Ha moltissimi nomi a seconda delle zone dell'Isola, la lippa (in italiano) rappresenta una sorta di baseball siciliano praticato con due manici di scopa tagliati
Proprio qui, negli anni ‘60/‘70 in Sicilia, ogni palo, sanpietrino e muro (specie quelli delle piazze e curtigghi) diventano i biglietti di ingresso per storie incredibili partorite da comitive dei più grandi e per giochi spassosi in quelle dei piccoli.
Diversivi ben lontani dagli odierni videogames o smartphone e che contavano sul minimo indispensabile: palloni, corde, biglie, sassolini, elastici, gessetti e tuppetti dai giri quasi infiniti.
E poi c’era il gioco con i manici di scopa, detto manciùgghia (lippa in italiano) che in base ai luoghi dell’Isola cambiava nome: a Messina “ô ligneddu”, a Polizzi “ô lignuzzu” ad Agrigento “a mazzi”, a Catania “a firredda”, a Licata “a firlazzeddu”, a Riesi “a ferra a mme”, a Siracusa “l'acitu e a pammu” o “scanneddu”.
Praticato dai bambini più grandi, richiedeva squadre con 2 o più giocatori e spazi liberi per scongiurare buchi nelle finestre dei vicini o peggio, ferite pericolose.
L'occorrente, come ci si può immaginare, era basilare: tre pezzi di legno (i vecchi manici di scopa di mamme e nonne erano l’ideale) due di circa 50 cm, le mazze; e uno più piccolo, il piolo, alle cui estremità venivano create delle punte, chiamato scanneddu.
La mazza era lo strumento principale su cui veniva infusa tutta la propria forza, così da riuscire nell’impresa: mandare lo scanneddu il più lontano possibile. Ma prima del gioco c’era una fase preparatoria non indifferente, cioè la decisione del primo battitore.
A questo proposito, si poggiava la mazza tra due pietre e si colpiva con lo scanneddu. Quando la mazza cadeva completamente a terra erano 100 punti, mentre se ne scendeva solo una parte ci si doveva accontentare di 50. Il primo battitore era quello con il bottino di punti più alto.
Dopodiché, aveva inizio la partita.
In posizione, il giocatore impugnava saldamente la mazza per battere una delle punte dello scanneddu, posizionato dentro un cerchio (base) tracciato con il gesso.
************
## Obiettivi
1. Rispondi in base al testo sulla lippa, una riga per domanda:
(a) Come viene chiamato il gioco a Catania?
(b) Quanto erano lunghe, circa, le due mazze?
(c) Quanti punti si ottenevano se la mazza cadeva completamente a terra?
2. Stabilisci se ciascuna affermazione è in accordo con il testo sulla lippa. Rispondi sì o no e cita le parole del testo che lo decidono.
(a) Il gioco era praticato dai bambini più piccoli.
(b) Diventava primo battitore chi aveva totalizzato più punti.
(c) Il cerchio che faceva da base veniva tracciato con il gesso.
3. Continua il testo sulla lippa a partire dall'ultima frase riportata.

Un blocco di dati
************
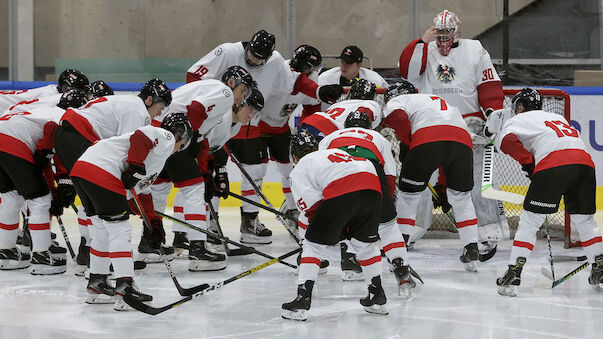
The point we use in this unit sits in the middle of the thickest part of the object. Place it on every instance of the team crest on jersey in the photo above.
(445, 73)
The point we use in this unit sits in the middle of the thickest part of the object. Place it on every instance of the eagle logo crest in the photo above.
(445, 73)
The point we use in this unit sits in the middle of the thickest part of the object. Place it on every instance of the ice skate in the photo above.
(596, 274)
(299, 307)
(253, 231)
(375, 301)
(13, 258)
(46, 263)
(469, 257)
(405, 281)
(125, 286)
(509, 282)
(350, 267)
(202, 259)
(99, 290)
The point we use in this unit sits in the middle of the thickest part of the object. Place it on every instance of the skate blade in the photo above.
(470, 266)
(509, 291)
(351, 276)
(299, 315)
(376, 309)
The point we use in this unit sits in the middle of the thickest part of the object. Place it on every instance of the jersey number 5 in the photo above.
(562, 129)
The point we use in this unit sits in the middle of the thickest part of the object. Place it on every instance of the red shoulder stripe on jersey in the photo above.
(16, 147)
(98, 176)
(564, 157)
(490, 95)
(440, 133)
(513, 147)
(352, 183)
(81, 124)
(196, 114)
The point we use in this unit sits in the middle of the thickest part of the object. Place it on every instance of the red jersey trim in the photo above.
(565, 157)
(352, 183)
(440, 133)
(98, 176)
(16, 147)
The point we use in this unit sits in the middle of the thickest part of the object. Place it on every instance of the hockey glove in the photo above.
(132, 175)
(221, 184)
(66, 191)
(443, 201)
(330, 93)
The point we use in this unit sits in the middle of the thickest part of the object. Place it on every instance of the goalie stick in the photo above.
(205, 288)
(226, 239)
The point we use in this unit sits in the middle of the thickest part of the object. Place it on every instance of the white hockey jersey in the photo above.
(21, 131)
(454, 77)
(206, 103)
(422, 118)
(334, 117)
(104, 162)
(10, 98)
(543, 138)
(327, 174)
(108, 116)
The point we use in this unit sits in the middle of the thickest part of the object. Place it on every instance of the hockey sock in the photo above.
(310, 261)
(369, 257)
(590, 236)
(525, 237)
(39, 223)
(392, 241)
(10, 206)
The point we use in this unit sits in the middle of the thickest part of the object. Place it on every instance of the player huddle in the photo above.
(345, 184)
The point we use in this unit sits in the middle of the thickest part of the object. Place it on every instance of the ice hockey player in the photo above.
(207, 103)
(102, 118)
(341, 196)
(102, 175)
(361, 98)
(359, 140)
(555, 159)
(24, 169)
(433, 134)
(460, 72)
(273, 77)
(69, 79)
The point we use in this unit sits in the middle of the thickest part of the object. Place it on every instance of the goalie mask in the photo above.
(448, 30)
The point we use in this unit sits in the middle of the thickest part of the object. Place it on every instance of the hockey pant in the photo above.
(466, 222)
(368, 256)
(111, 244)
(530, 222)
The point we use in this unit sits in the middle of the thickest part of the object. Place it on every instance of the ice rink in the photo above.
(453, 303)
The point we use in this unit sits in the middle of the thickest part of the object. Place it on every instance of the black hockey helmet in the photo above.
(363, 89)
(180, 126)
(72, 79)
(399, 88)
(156, 89)
(72, 98)
(358, 119)
(306, 59)
(98, 89)
(301, 144)
(528, 99)
(260, 46)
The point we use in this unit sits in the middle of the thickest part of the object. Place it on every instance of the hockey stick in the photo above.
(229, 252)
(249, 201)
(205, 288)
(488, 190)
(181, 290)
(259, 192)
(226, 239)
(480, 257)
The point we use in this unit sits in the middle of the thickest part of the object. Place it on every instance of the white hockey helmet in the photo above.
(448, 30)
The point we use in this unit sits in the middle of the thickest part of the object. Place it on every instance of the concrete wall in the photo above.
(190, 28)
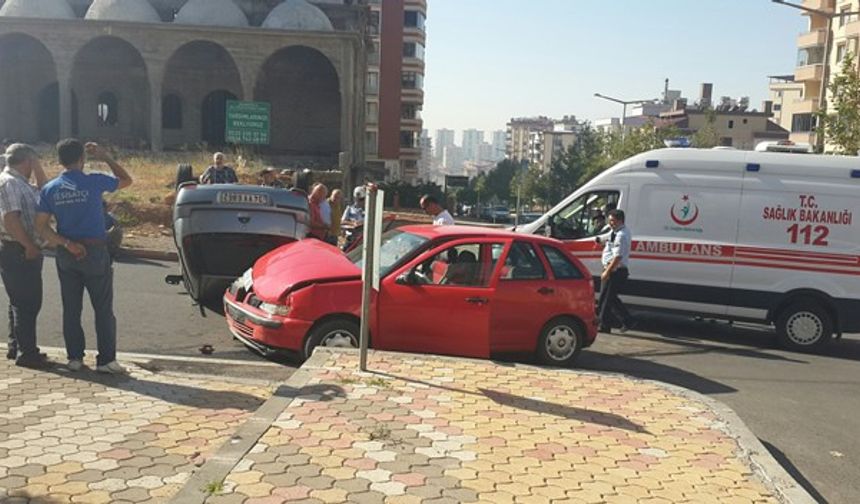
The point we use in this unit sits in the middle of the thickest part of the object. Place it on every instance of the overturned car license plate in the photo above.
(240, 198)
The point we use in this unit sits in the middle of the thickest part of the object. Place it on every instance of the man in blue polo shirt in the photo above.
(74, 199)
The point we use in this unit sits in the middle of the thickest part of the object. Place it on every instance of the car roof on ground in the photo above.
(456, 232)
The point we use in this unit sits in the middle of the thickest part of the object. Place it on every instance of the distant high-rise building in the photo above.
(443, 138)
(452, 159)
(498, 145)
(519, 141)
(472, 140)
(394, 88)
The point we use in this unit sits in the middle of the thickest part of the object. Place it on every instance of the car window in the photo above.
(470, 264)
(523, 263)
(585, 216)
(396, 246)
(562, 267)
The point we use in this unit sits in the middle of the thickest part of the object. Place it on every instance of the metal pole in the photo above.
(825, 75)
(367, 285)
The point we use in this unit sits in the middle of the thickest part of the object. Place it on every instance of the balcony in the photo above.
(812, 38)
(809, 73)
(825, 5)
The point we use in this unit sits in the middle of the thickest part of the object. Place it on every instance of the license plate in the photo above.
(247, 280)
(239, 198)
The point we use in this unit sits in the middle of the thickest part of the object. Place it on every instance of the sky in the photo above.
(490, 60)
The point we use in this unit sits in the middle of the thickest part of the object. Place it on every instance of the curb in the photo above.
(155, 255)
(219, 465)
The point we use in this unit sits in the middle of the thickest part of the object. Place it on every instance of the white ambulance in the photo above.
(737, 235)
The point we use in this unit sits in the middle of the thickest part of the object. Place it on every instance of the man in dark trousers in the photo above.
(83, 261)
(20, 254)
(616, 255)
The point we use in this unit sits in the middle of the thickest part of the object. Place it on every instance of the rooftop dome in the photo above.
(297, 15)
(135, 11)
(211, 13)
(52, 9)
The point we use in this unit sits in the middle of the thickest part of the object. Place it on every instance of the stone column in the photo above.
(156, 77)
(64, 81)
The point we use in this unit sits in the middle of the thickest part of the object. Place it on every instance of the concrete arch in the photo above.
(194, 71)
(109, 64)
(303, 86)
(29, 83)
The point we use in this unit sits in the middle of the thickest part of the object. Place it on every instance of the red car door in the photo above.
(440, 302)
(525, 300)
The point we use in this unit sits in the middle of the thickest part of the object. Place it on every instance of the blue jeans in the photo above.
(22, 279)
(95, 274)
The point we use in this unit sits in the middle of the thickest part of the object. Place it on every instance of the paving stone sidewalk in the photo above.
(439, 430)
(90, 438)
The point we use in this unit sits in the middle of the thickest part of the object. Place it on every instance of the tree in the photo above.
(841, 125)
(707, 136)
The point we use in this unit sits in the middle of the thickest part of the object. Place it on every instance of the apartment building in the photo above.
(832, 25)
(786, 94)
(395, 88)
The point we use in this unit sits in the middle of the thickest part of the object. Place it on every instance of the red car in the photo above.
(452, 290)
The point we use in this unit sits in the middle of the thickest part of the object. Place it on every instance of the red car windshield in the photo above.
(396, 246)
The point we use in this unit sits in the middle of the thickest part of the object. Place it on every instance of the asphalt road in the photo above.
(804, 408)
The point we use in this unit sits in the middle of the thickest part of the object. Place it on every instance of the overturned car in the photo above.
(221, 230)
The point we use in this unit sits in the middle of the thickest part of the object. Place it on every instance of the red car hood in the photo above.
(298, 264)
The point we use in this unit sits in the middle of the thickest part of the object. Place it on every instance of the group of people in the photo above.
(74, 199)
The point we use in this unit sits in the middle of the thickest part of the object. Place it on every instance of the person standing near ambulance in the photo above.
(616, 256)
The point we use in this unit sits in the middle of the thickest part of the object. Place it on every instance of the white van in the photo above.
(736, 235)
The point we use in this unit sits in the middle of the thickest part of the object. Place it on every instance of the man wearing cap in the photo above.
(20, 255)
(219, 173)
(269, 178)
(75, 199)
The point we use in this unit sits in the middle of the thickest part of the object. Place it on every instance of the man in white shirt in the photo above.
(616, 255)
(431, 206)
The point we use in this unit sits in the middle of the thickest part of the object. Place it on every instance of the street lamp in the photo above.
(828, 48)
(624, 109)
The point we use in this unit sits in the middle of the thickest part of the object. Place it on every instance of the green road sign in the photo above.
(248, 123)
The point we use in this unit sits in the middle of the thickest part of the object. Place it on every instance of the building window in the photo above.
(108, 109)
(374, 23)
(810, 56)
(371, 142)
(171, 112)
(413, 50)
(372, 83)
(413, 19)
(802, 123)
(372, 112)
(410, 111)
(412, 80)
(409, 139)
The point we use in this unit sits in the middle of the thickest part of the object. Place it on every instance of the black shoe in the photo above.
(34, 361)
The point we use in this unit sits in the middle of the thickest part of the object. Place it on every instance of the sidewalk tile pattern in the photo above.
(81, 437)
(435, 430)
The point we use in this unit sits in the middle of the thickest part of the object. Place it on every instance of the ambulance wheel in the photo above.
(337, 333)
(804, 326)
(560, 342)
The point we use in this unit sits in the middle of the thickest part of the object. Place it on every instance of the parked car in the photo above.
(452, 290)
(221, 230)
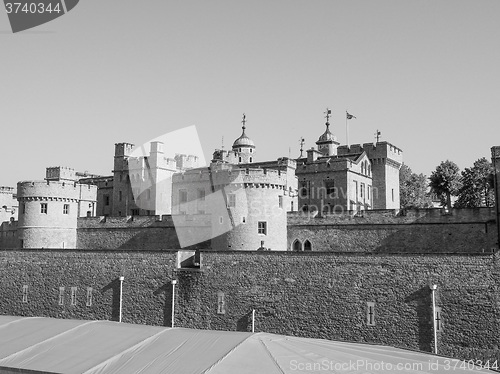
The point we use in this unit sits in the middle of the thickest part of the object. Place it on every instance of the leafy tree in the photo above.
(477, 186)
(445, 181)
(413, 189)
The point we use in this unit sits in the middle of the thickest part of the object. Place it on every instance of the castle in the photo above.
(345, 262)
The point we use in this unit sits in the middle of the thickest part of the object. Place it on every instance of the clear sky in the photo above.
(423, 72)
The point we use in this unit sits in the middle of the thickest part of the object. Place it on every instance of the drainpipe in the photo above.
(121, 297)
(433, 289)
(174, 282)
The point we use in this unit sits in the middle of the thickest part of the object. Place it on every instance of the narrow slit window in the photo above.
(61, 295)
(370, 314)
(25, 293)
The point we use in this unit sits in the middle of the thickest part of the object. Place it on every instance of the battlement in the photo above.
(55, 189)
(186, 161)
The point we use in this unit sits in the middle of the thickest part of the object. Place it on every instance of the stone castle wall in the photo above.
(320, 295)
(137, 232)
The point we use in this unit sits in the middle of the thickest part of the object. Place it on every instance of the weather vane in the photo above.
(328, 113)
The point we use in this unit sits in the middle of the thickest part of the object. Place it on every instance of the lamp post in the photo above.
(121, 279)
(174, 282)
(433, 289)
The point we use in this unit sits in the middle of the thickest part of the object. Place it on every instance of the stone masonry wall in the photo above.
(313, 294)
(424, 230)
(137, 232)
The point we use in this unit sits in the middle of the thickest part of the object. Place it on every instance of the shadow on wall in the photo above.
(422, 302)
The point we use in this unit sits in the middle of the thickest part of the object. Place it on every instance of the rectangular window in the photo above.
(25, 293)
(73, 295)
(61, 295)
(262, 227)
(330, 188)
(231, 200)
(221, 303)
(370, 314)
(89, 296)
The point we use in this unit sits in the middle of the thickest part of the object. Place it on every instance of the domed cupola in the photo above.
(244, 147)
(327, 142)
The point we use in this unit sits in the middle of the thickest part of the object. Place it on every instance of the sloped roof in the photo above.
(35, 345)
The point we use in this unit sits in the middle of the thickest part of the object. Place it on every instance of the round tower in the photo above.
(244, 147)
(48, 212)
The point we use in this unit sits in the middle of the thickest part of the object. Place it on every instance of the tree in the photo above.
(413, 189)
(477, 186)
(445, 181)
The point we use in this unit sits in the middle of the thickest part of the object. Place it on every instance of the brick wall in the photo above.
(315, 294)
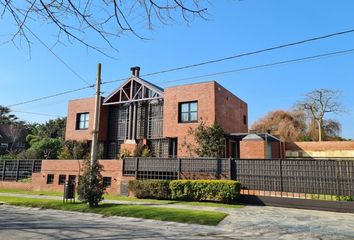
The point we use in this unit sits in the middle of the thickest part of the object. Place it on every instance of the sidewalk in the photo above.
(257, 222)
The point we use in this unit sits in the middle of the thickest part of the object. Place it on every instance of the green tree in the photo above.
(287, 125)
(90, 188)
(6, 117)
(208, 140)
(317, 104)
(52, 129)
(47, 148)
(75, 150)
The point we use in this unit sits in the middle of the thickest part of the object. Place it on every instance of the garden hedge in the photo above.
(205, 190)
(155, 189)
(189, 190)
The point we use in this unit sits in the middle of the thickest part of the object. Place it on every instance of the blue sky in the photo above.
(234, 27)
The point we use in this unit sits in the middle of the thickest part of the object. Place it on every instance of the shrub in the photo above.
(90, 188)
(205, 190)
(155, 189)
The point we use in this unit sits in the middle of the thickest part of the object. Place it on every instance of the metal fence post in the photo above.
(179, 167)
(281, 176)
(18, 169)
(337, 179)
(3, 170)
(136, 167)
(33, 163)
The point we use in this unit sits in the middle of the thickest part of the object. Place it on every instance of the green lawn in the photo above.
(138, 211)
(124, 198)
(155, 201)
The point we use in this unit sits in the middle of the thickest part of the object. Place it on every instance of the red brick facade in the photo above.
(215, 104)
(78, 106)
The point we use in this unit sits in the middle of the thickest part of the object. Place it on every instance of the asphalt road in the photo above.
(250, 222)
(26, 223)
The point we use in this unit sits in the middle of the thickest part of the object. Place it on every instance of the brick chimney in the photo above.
(135, 71)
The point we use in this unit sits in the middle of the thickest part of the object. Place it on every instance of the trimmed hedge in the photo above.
(154, 189)
(224, 191)
(205, 190)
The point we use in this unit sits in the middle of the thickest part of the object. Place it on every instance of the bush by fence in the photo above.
(205, 190)
(190, 190)
(155, 189)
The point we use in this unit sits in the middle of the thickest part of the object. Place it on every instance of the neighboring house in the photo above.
(139, 111)
(12, 138)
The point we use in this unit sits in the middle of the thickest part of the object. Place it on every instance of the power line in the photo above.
(246, 54)
(314, 57)
(200, 64)
(206, 75)
(34, 113)
(51, 96)
(61, 60)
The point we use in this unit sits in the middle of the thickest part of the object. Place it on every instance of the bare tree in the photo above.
(108, 19)
(287, 125)
(318, 103)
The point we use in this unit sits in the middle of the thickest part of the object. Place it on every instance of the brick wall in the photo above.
(215, 104)
(204, 93)
(112, 168)
(82, 106)
(253, 149)
(230, 111)
(320, 149)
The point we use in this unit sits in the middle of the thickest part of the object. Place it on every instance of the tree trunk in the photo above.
(319, 131)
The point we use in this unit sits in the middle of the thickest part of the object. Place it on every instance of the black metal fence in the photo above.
(15, 170)
(177, 168)
(279, 176)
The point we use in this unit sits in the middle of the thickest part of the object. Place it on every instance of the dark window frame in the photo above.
(189, 112)
(61, 178)
(107, 182)
(85, 120)
(72, 179)
(50, 178)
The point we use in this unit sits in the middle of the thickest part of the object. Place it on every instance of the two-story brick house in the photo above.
(141, 111)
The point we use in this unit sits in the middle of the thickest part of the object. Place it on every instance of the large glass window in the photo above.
(188, 112)
(50, 178)
(107, 182)
(82, 120)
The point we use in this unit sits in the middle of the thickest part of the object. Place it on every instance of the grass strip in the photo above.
(32, 192)
(125, 198)
(202, 204)
(125, 210)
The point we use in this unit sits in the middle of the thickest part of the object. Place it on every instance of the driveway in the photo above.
(251, 222)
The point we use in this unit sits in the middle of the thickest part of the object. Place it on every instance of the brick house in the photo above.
(139, 111)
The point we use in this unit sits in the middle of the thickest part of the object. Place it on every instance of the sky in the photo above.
(233, 27)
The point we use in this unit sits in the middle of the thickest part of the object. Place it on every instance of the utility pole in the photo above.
(96, 118)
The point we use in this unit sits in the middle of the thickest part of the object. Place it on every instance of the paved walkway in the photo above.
(250, 222)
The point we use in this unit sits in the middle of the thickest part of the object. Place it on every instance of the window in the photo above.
(72, 179)
(188, 112)
(82, 120)
(50, 178)
(107, 181)
(62, 179)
************
## Risposte in ordine
1.
(a) "A firredda".
(b) Circa 50 cm.
(c) 100 punti.

2.
(a) No: "Praticato dai bambini più grandi".
(b) Sì: "Il primo battitore era quello con il bottino di punti più alto."
(c) Sì: "posizionato dentro un cerchio (base) tracciato con il gesso".

3.
Lo si alzava in aria e si colpiva con forza una seconda volta, in ricaduta, verso una destinazione non meglio precisata, ma che fosse sicuramente la più lontana. Il battitore veniva lasciato con le proprie forze a quel tentativo, anche perché stare troppo vicini sarebbe costata una mazzata dolorosa in faccia.
E quando il lancio avveniva, la squadra avversaria provava ad acciuffare lo scanneddu in volo; se riuscivano, il battitore era eliminato. Se lo scanneddu, invece, arrivava troppo lontano, si segnava con una X la distanza dalla base al luogo del ritrovamento che sarebbe valsa la vittoria, la disfatta o più punti in base alle proprie regole.
E così via: ogni giocatore faceva il suo tiro e se ne misurava accuratamente il tratto da cui partire. Il punteggio era incarnato dalle mazze, invece dei numeri: più mazze raggiungevi, più la vittoria era in tasca.
Pazienza, agilità e precisione erano i fattori determinanti per ogni battuta che si acquisivano nel tempo e con diverse mazzate andate a vuoto. Tempo pure rivelatore dei vincitori, perché con una partita si poteva arrivare a 500 o 1000 punti, a seconda della ritirata e degli impegni di ciascun giocatore.
Così, giunta l’ora X, quelle stesse strade perdevano eco di risate, canzoncine e schiamazzi. Ci si separava da vincitori in ogni caso, nessuno era perdente, perché si era difesa fino all’ultimo la gara e la propria squadra, in molti casi con nuovi amici al suo interno.
E andava bene così, mentre si rincasava guidati dalle voci delle mamme alias vedette sui balconi e si prometteva la rivincita l’indomani. Appuntamento allo stesso posto, ora e via, con le immancabili mazze e scanneddu al seguito.